ページ
---------------
コロナ禍以降、2021年には<仙台貨物~笑う門には福来る~>、そして昨年にも<日本でいちばんアツイ夏>とコンスタントに全国トゥアーにのぞんできた彼らが、このたび開催したのは<仙台貨物トゥアー2023 秘密基地でxxしたってĒ janai ka>。ちなみに、Ē janai kaの読みは“えぇじゃないか”となる。

また、今回のトゥアーに向けて仙台貨物は最新シングル「Ē janai ka」も発表しており、この作品が音とヴィジュアルの両面において非常にコンセプチュアルな仕上がりをみせていたことも重要ポイント。中世ヨーロッパをテーマにして作られたというシングル表題曲の「Ē janai ka」は、ツアーファイナルの場となった渋谷O-eastでも、まさにライブの幕開けを飾る楽曲として奏でられることになったのだ。

“暗い暗い森の奥 可憐な乙女が迷い込んだ~(中略)森の出口は見つからない。人生の出口も見つからない。なんだかどうでもよくなったー。諦めかけたその時、乙女は謎の館に前に辿り着いたのだった…”
---------------
データ一覧
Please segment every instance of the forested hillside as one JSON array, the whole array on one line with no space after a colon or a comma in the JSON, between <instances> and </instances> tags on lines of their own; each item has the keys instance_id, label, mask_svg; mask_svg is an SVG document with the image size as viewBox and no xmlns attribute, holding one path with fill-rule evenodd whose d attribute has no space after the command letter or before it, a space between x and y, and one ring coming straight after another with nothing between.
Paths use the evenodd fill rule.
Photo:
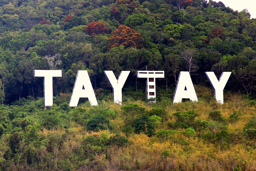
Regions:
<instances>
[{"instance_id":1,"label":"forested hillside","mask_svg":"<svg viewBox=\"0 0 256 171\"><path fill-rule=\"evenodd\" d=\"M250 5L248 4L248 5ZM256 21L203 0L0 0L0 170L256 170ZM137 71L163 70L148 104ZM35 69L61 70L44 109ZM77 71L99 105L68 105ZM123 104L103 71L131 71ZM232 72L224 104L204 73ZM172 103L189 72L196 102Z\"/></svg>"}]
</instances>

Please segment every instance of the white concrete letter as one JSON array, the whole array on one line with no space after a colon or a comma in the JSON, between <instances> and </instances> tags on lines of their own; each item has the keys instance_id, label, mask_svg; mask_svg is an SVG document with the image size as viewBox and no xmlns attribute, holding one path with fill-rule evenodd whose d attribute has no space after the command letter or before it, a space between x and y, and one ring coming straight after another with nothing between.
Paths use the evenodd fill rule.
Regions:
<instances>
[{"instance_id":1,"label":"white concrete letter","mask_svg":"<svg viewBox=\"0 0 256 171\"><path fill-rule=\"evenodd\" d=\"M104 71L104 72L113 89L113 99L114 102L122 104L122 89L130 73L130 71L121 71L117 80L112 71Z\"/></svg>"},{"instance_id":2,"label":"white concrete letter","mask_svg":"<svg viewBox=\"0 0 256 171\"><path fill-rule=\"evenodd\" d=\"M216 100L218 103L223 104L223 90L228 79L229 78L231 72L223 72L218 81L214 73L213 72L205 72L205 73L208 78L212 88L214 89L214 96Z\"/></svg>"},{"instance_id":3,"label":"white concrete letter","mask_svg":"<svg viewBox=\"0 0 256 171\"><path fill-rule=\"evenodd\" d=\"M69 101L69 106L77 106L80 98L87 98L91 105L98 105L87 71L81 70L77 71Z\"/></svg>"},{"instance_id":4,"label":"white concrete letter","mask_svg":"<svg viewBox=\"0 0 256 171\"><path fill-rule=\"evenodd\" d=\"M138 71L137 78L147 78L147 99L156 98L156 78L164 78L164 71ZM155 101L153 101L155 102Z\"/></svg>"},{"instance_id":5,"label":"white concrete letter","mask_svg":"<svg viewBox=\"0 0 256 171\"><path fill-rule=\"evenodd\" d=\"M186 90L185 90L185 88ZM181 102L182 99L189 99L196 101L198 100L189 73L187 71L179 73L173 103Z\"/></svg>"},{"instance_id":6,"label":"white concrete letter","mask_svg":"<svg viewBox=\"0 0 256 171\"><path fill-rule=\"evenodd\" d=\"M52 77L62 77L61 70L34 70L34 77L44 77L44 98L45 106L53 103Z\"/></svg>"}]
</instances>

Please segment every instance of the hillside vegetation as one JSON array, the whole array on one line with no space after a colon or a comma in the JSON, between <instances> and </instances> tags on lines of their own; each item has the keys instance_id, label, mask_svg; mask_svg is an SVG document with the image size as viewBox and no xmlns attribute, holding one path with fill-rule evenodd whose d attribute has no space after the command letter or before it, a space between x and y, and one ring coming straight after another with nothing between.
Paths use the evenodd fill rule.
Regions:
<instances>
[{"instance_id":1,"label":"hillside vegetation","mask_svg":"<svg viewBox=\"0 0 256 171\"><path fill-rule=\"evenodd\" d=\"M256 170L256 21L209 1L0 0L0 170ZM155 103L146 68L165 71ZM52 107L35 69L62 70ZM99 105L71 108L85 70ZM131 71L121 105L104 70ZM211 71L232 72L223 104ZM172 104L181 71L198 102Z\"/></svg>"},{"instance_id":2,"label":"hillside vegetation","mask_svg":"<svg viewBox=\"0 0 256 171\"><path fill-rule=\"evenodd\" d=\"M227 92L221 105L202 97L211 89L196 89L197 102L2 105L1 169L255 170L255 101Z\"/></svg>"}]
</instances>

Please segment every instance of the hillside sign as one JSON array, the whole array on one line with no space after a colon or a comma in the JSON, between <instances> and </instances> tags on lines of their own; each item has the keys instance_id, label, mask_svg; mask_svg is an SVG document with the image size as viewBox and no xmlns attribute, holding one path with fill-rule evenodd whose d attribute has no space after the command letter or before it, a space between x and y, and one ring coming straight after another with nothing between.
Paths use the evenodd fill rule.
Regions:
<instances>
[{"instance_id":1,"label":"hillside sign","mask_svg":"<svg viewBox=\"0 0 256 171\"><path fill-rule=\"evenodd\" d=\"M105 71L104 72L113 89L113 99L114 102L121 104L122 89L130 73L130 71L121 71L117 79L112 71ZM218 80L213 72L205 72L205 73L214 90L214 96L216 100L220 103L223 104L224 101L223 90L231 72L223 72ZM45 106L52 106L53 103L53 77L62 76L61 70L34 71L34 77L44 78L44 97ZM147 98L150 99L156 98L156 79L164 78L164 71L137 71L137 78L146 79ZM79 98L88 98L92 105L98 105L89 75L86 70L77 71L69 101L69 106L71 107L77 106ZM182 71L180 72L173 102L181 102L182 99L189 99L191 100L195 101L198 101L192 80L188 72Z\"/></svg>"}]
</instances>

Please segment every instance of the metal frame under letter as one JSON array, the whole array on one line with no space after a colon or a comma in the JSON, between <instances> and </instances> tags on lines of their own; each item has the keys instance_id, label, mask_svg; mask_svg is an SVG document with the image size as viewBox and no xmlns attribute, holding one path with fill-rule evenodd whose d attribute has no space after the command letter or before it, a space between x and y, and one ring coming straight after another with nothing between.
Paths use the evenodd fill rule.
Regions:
---------------
課題の内容
ページの文章を、一字も変えずに全文書き出す。

解答
コロナ禍以降、2021年には<仙台貨物~笑う門には福来る~>、そして昨年にも<日本でいちばんアツイ夏>とコンスタントに全国トゥアーにのぞんできた彼らが、このたび開催したのは<仙台貨物トゥアー2023 秘密基地でxxしたってĒ janai ka>。ちなみに、Ē janai kaの読みは“えぇじゃないか”となる。

また、今回のトゥアーに向けて仙台貨物は最新シングル「Ē janai ka」も発表しており、この作品が音とヴィジュアルの両面において非常にコンセプチュアルな仕上がりをみせていたことも重要ポイント。中世ヨーロッパをテーマにして作られたというシングル表題曲の「Ē janai ka」は、ツアーファイナルの場となった渋谷O-eastでも、まさにライブの幕開けを飾る楽曲として奏でられることになったのだ。

“暗い暗い森の奥 可憐な乙女が迷い込んだ~(中略)森の出口は見つからない。人生の出口も見つからない。なんだかどうでもよくなったー。諦めかけたその時、乙女は謎の館に前に辿り着いたのだった…”